• [Supplied text]:
• • • • • • •
Oh man, I forgot it was Monday today. Hopefully I'll get this in under the wire...


I have only one thing I'm hating today:

Hypocrisy. I know, I know, professing a distaste for hypocrisy does not exactly put me in a class by myself. But with the general election season officially underway we are going to be seeing a lot of it in the coming months, and it has already begun.

John McCain - a misogynistic pig who is against reproductive rights and equal pay for women, and is well known for telling mean-spirited jokes making fun of the looks of women he finds unattractive, including innocent teenage girls - chooses a woman as his running mate and suggest that women should vote for him because those dirty Democrats are sexist for not nominating Hillary. The woman he picked, someone who belongs to the oxymoronic organization Feminists For Life, paraded her family around the stage at the rally to announce her nomination. Like all politicians, she was using her family to advance her career. But then it is suddenly discovered that her 17-year-old is five months pregnant and now Governor Palin is requesting that we respect the privacy of her children.
• • • • • • •
Region descriptions in natural language

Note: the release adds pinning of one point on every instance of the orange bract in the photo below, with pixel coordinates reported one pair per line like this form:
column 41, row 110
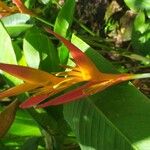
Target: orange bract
column 43, row 85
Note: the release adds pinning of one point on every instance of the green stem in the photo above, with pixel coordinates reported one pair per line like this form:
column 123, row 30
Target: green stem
column 141, row 76
column 44, row 21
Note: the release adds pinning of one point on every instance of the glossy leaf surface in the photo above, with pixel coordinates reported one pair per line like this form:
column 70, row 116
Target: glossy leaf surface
column 117, row 118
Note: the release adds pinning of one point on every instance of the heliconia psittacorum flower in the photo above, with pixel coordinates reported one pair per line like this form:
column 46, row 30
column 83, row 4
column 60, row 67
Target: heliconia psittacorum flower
column 7, row 10
column 43, row 85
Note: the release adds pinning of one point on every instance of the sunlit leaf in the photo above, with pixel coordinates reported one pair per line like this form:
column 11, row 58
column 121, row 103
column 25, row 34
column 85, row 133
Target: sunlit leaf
column 115, row 119
column 7, row 117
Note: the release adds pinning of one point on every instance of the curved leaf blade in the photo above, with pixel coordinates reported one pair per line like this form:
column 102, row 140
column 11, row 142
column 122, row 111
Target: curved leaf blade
column 117, row 118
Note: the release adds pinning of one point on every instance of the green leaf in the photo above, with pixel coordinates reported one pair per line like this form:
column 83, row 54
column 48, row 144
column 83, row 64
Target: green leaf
column 31, row 144
column 6, row 48
column 115, row 119
column 7, row 117
column 15, row 19
column 137, row 5
column 62, row 24
column 39, row 51
column 15, row 24
column 65, row 18
column 7, row 53
column 140, row 38
column 24, row 125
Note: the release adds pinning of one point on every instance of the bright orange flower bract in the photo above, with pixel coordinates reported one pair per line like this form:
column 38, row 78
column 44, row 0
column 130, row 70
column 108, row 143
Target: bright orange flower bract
column 43, row 85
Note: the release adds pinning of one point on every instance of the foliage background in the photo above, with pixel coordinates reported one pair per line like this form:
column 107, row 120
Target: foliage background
column 118, row 31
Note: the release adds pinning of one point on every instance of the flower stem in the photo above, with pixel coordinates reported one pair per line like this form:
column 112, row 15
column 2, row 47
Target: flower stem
column 141, row 76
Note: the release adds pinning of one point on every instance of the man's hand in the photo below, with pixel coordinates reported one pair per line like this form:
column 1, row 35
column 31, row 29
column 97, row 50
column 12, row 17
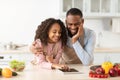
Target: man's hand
column 49, row 58
column 79, row 33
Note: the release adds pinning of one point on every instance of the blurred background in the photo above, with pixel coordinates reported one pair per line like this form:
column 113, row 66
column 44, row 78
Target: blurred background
column 20, row 18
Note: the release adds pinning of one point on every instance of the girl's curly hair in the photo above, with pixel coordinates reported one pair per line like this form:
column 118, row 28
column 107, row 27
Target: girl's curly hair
column 43, row 28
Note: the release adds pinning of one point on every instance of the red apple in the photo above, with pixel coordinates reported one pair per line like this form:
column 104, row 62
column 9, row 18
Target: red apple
column 100, row 70
column 112, row 72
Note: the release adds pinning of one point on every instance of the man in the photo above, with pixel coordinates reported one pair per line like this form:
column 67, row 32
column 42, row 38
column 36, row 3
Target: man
column 81, row 41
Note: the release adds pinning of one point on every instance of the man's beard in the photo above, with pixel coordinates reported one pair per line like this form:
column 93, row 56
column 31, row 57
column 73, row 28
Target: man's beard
column 70, row 34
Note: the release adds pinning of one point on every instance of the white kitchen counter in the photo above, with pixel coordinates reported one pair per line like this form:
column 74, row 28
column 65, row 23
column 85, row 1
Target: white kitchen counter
column 36, row 73
column 107, row 50
column 21, row 50
column 96, row 50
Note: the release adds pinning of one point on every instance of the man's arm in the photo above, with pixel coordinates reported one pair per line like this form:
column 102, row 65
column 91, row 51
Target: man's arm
column 86, row 54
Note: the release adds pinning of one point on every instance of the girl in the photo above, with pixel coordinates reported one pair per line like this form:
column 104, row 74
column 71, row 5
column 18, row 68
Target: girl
column 51, row 38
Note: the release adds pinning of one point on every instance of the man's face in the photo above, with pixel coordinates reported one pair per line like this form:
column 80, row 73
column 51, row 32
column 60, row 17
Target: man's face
column 73, row 22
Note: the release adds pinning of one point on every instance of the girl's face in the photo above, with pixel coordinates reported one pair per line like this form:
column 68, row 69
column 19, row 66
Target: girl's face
column 54, row 33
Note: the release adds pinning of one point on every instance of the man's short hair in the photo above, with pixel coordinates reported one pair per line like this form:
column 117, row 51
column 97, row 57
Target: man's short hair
column 74, row 11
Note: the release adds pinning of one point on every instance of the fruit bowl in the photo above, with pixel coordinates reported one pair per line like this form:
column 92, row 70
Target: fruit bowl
column 16, row 65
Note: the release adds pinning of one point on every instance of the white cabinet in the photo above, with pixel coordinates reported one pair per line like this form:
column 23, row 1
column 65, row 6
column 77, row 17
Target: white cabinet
column 92, row 8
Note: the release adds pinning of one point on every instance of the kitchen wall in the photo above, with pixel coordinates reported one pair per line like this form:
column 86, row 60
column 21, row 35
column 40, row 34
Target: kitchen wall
column 103, row 27
column 19, row 20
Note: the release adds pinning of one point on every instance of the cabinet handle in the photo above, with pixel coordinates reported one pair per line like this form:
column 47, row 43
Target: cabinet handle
column 1, row 57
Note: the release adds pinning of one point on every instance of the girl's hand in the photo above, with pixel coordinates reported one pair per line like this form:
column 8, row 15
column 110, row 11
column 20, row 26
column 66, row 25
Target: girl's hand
column 60, row 66
column 79, row 33
column 49, row 58
column 34, row 48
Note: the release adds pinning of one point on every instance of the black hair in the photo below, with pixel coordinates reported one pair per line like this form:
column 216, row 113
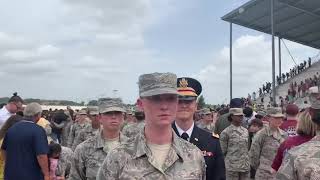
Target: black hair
column 15, row 98
column 8, row 124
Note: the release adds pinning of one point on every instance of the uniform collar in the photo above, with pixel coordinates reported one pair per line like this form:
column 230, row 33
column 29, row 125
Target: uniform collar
column 141, row 148
column 279, row 133
column 5, row 110
column 100, row 142
column 189, row 131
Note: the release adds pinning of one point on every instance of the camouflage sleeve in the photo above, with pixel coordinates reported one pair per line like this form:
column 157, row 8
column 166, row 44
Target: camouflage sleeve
column 111, row 166
column 78, row 168
column 77, row 140
column 255, row 149
column 224, row 138
column 286, row 171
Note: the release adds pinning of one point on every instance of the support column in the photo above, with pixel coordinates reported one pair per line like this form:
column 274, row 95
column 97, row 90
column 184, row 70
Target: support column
column 230, row 60
column 273, row 55
column 279, row 44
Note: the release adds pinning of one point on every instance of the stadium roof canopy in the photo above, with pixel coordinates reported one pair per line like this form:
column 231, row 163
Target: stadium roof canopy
column 294, row 20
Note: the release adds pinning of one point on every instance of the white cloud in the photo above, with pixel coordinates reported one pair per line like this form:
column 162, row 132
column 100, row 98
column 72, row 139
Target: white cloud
column 88, row 47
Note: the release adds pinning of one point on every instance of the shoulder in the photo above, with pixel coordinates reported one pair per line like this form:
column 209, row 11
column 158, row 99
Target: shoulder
column 188, row 150
column 208, row 137
column 308, row 149
column 86, row 145
column 262, row 132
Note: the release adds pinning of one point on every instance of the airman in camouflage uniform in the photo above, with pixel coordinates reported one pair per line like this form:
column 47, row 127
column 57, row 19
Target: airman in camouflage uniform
column 136, row 159
column 64, row 162
column 89, row 155
column 234, row 146
column 66, row 129
column 88, row 131
column 132, row 130
column 82, row 122
column 203, row 124
column 265, row 145
column 303, row 162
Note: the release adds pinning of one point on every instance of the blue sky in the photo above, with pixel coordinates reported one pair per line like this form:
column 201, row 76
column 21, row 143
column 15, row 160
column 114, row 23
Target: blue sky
column 82, row 50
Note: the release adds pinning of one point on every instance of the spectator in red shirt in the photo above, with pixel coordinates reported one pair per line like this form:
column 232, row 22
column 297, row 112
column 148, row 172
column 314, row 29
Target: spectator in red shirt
column 306, row 129
column 290, row 123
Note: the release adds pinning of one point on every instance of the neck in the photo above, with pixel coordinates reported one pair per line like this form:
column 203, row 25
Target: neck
column 207, row 122
column 107, row 134
column 8, row 107
column 185, row 125
column 95, row 126
column 291, row 117
column 273, row 129
column 156, row 135
column 236, row 123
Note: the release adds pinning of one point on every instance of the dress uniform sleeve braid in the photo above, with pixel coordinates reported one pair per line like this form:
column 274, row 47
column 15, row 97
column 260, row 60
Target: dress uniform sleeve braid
column 224, row 138
column 287, row 171
column 255, row 149
column 78, row 169
column 70, row 137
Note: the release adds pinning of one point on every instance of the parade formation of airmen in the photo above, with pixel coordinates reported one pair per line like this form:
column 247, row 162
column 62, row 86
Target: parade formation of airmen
column 168, row 137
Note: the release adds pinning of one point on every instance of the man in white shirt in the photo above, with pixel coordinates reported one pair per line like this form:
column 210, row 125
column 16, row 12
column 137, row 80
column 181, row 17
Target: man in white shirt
column 14, row 105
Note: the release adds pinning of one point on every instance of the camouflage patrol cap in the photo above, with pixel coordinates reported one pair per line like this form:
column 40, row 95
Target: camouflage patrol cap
column 275, row 112
column 314, row 98
column 110, row 104
column 236, row 111
column 93, row 110
column 157, row 83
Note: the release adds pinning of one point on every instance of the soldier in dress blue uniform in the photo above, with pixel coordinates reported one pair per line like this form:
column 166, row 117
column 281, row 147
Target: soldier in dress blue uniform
column 189, row 89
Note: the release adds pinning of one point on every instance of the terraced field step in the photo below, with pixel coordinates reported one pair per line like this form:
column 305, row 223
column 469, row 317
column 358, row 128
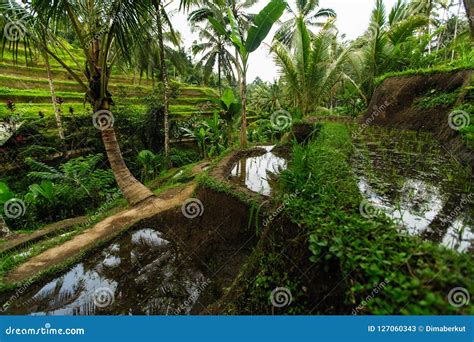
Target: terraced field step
column 32, row 83
column 30, row 111
column 59, row 74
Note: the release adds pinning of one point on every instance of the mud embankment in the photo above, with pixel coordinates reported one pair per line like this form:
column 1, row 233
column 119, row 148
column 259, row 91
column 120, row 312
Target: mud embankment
column 394, row 105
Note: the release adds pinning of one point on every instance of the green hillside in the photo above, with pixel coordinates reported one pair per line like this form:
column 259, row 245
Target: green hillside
column 26, row 84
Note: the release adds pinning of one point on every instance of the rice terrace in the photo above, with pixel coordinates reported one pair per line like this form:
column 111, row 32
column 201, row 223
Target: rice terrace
column 231, row 157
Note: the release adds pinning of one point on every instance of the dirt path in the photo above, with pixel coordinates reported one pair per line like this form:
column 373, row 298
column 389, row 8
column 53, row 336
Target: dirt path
column 103, row 230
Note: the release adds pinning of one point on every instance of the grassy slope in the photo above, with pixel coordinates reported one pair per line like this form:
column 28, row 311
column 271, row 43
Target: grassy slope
column 28, row 87
column 369, row 251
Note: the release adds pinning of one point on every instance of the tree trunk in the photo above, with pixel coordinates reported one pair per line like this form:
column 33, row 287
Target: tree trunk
column 455, row 32
column 469, row 5
column 219, row 67
column 4, row 231
column 164, row 74
column 243, row 95
column 57, row 113
column 131, row 188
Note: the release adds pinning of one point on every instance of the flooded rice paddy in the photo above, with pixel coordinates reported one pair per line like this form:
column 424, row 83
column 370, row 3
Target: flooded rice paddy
column 418, row 183
column 140, row 273
column 258, row 173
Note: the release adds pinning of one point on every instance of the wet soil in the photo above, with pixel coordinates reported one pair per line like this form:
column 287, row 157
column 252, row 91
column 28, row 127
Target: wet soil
column 168, row 264
column 409, row 176
column 258, row 173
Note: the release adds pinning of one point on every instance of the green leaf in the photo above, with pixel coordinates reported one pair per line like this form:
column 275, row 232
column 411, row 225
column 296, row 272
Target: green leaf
column 5, row 193
column 219, row 27
column 236, row 37
column 228, row 97
column 263, row 23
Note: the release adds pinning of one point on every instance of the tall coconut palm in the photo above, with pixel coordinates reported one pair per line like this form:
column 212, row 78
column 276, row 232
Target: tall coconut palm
column 163, row 20
column 309, row 13
column 247, row 39
column 469, row 6
column 213, row 47
column 313, row 67
column 29, row 32
column 106, row 30
column 390, row 43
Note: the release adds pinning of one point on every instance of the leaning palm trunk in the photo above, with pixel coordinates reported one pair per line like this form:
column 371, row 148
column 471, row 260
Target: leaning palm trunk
column 164, row 75
column 57, row 113
column 243, row 95
column 469, row 5
column 131, row 188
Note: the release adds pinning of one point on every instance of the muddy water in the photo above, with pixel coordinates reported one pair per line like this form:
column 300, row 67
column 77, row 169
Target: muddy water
column 258, row 173
column 139, row 273
column 418, row 183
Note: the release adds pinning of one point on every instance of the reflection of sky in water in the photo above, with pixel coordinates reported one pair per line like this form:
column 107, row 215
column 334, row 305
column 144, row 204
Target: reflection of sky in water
column 415, row 218
column 258, row 169
column 79, row 285
column 142, row 271
column 415, row 206
column 458, row 236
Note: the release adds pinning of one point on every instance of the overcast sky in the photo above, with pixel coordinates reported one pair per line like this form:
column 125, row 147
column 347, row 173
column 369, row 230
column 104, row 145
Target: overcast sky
column 352, row 20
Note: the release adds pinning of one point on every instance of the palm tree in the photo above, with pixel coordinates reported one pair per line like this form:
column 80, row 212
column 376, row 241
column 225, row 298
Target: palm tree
column 390, row 44
column 214, row 48
column 163, row 20
column 313, row 67
column 469, row 6
column 36, row 32
column 106, row 31
column 246, row 38
column 306, row 10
• • • • • • •
• [Task details]: Which people does the blog post about election-season hypocrisy mention by name? List every one.

• [Answer below]:
John McCain
Hillary
Governor Palin